╭─ RECORD SET

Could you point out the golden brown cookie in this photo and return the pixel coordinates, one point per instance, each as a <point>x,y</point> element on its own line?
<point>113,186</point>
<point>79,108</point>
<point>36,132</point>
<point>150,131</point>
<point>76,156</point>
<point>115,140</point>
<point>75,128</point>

╰─

**REQUIRED WORK**
Copy all of the rows above, keeping every character the same.

**PROBLEM SOLUTION**
Could you point out the golden brown cookie in this photo and return the pixel coordinates, one point per instance, each as a <point>x,y</point> element on its own line?
<point>113,186</point>
<point>79,108</point>
<point>36,132</point>
<point>150,131</point>
<point>76,156</point>
<point>115,140</point>
<point>75,128</point>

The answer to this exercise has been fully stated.